Excerto selecionado.
A Pequi Vinagreiro tem mais de 30 metros de altura. Porquê esta dimensão? Quanto maior, mais impactante?
As pessoas normalmente têm 1,50m, 1,60m ou 1,70m, por isso usamos sempre as nossas próprias medidas para medir outras coisas. Esta árvore tem 32 metros, o que equivale a um edifício com dez andares, o que é normal. É uma árvore com mais de 1200 anos e isto diz-nos algo sobre a natureza. Uma árvore cresce na natureza, absorve o sol e a chuva e tem o seu próprio tempo de vida, é sobre isto que me interessa refletir.

"O corporativismo domina, e isto, filosoficamente, está contra a natureza. Claro que as pessoas podem tornar-se mais conscientes, mas duvido que consigam travar este impacto negativo."

Quando trabalha sobre questões sociais, políticas, de direitos humanos ou do meio ambiente, quer ter impacto. Sente que o que faz tem esse poder sobre os outros?

Dados fornecidos.

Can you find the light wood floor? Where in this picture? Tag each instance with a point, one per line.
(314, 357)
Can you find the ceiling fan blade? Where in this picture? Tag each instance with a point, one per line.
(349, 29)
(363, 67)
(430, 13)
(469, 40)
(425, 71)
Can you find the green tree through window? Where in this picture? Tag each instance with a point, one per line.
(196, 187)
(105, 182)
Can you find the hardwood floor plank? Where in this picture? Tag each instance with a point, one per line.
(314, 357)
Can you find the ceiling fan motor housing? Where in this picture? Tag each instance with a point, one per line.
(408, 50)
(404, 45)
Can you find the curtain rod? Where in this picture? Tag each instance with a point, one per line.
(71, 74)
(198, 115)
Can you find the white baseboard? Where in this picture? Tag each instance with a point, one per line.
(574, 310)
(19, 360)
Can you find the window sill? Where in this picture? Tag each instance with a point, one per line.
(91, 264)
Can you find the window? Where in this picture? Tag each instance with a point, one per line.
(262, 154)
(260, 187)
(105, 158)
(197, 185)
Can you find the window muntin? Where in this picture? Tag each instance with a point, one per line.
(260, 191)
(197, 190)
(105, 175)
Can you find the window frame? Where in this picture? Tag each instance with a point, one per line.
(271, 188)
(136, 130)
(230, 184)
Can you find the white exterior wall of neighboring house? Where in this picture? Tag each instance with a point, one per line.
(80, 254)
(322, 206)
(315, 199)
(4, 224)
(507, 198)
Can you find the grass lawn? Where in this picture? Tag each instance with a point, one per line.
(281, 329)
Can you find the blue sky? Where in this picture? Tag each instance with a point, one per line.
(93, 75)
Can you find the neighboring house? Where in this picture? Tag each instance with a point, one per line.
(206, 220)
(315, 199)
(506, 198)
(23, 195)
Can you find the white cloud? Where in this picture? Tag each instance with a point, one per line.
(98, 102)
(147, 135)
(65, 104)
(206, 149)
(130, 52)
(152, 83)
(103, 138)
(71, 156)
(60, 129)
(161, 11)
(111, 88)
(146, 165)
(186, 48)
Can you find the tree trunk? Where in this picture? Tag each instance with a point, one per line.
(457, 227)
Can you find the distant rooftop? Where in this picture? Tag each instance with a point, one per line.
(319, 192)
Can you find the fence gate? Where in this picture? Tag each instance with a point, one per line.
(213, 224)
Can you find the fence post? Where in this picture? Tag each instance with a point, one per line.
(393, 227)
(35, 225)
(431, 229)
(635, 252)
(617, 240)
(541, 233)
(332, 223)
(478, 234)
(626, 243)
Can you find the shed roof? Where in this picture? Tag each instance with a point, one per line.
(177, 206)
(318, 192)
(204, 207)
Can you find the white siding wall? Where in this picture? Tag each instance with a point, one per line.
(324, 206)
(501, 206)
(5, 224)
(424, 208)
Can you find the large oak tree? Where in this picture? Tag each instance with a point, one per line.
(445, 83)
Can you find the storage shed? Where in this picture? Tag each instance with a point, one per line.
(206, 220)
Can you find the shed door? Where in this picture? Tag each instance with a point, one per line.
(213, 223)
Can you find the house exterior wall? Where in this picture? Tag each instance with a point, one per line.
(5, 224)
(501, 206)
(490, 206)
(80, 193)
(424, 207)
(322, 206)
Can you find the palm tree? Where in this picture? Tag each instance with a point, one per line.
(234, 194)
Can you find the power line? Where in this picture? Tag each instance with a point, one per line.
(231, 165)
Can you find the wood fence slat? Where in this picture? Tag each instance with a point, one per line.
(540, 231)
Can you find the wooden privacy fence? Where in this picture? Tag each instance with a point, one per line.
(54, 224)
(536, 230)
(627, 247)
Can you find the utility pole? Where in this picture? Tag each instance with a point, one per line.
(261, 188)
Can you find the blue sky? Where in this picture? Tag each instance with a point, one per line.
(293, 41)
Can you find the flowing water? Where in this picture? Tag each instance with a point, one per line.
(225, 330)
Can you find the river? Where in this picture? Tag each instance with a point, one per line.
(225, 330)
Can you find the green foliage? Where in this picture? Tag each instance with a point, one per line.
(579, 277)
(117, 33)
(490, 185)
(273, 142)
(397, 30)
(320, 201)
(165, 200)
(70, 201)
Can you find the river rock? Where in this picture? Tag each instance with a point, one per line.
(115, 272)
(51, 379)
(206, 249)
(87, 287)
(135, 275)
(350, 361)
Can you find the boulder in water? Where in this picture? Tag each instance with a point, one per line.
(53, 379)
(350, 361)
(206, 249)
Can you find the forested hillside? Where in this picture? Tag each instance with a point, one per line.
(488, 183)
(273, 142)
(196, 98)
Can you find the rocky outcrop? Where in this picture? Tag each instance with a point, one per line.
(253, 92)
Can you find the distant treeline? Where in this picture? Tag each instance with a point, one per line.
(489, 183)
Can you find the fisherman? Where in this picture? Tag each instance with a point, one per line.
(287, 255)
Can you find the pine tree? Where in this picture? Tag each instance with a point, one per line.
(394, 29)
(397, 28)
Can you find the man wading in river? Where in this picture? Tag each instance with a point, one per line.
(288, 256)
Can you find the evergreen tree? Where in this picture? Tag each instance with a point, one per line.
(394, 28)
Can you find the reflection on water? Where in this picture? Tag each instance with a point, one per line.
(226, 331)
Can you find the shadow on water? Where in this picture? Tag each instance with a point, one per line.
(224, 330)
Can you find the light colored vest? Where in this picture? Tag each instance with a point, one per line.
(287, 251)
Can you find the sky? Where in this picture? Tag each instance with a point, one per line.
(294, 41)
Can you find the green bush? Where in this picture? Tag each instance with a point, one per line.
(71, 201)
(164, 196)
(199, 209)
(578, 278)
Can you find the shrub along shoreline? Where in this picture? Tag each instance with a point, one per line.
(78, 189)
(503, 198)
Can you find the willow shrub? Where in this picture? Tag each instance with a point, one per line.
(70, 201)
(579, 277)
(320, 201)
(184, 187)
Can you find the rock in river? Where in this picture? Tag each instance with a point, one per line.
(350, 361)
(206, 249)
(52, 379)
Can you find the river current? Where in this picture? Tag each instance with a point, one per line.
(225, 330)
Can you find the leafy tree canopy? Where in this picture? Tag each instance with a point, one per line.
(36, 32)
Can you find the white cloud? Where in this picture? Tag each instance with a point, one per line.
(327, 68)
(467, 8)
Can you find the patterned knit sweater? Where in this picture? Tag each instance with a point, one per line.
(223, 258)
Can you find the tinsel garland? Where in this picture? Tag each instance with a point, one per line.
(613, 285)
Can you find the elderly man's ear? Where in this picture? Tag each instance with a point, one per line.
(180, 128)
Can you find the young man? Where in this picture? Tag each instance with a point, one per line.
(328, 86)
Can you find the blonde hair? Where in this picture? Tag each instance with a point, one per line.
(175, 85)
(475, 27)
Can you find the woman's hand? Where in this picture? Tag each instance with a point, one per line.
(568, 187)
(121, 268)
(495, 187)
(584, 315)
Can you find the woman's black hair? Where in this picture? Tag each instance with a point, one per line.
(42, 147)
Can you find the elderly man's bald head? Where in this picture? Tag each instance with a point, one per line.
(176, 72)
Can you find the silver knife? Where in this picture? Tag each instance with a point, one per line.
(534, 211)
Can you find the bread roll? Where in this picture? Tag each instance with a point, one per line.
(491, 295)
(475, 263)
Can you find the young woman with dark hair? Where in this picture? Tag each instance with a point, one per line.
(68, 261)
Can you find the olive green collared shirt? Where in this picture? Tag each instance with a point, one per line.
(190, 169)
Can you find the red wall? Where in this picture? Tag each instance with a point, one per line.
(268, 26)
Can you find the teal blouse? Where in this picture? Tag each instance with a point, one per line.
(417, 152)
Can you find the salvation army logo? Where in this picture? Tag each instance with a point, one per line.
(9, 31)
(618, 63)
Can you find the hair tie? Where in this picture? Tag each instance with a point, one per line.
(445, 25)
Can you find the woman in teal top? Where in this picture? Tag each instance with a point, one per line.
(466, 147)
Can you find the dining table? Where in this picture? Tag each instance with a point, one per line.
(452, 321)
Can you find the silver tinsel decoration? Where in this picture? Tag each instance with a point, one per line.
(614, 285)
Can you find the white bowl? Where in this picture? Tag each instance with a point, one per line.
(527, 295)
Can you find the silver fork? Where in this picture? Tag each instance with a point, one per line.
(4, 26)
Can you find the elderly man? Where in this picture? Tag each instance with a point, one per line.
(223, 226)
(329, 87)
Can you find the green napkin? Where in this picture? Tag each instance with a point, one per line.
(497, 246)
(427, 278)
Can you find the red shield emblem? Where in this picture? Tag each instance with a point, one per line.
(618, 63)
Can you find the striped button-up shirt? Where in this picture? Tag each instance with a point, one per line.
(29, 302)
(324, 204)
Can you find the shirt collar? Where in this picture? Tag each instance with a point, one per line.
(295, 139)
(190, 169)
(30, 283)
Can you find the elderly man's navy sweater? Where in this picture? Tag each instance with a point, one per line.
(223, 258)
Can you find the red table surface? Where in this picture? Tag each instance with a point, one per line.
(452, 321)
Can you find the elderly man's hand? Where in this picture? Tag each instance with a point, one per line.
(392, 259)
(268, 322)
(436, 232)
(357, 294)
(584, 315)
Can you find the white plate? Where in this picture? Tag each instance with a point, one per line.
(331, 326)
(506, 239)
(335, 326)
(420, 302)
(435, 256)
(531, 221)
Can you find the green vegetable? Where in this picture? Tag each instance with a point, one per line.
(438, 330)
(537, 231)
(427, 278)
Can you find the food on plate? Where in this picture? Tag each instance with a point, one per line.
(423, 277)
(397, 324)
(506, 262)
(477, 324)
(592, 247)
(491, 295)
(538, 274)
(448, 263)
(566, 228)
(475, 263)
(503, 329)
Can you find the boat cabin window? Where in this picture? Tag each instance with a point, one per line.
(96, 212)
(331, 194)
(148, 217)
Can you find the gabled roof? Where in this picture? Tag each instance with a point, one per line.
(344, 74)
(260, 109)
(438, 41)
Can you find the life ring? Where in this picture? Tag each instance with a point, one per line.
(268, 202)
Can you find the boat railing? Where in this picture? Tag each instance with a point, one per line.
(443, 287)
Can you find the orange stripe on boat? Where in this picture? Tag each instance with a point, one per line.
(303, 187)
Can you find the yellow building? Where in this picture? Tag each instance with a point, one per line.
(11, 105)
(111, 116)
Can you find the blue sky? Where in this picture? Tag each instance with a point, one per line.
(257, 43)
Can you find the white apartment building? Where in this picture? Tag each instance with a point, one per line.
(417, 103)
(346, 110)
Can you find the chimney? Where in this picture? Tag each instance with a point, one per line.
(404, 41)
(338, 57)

Objetivo da tarefa. Diga se cada afirmação está de acordo com o excerto selecionado. Responda sim ou não e cite as palavras do excerto que o decidem. 1. A árvore mede 32 metros de altura. 2. A árvore tem menos de mil anos. 3. A altura da árvore corresponde à de um edifício com vinte andares. Os registos nada têm a ver com o excerto.

Resposta à tarefa.
1. Sim: "Esta árvore tem 32 metros".
2. Não: "É uma árvore com mais de 1200 anos".
3. Não: "equivale a um edifício com dez andares".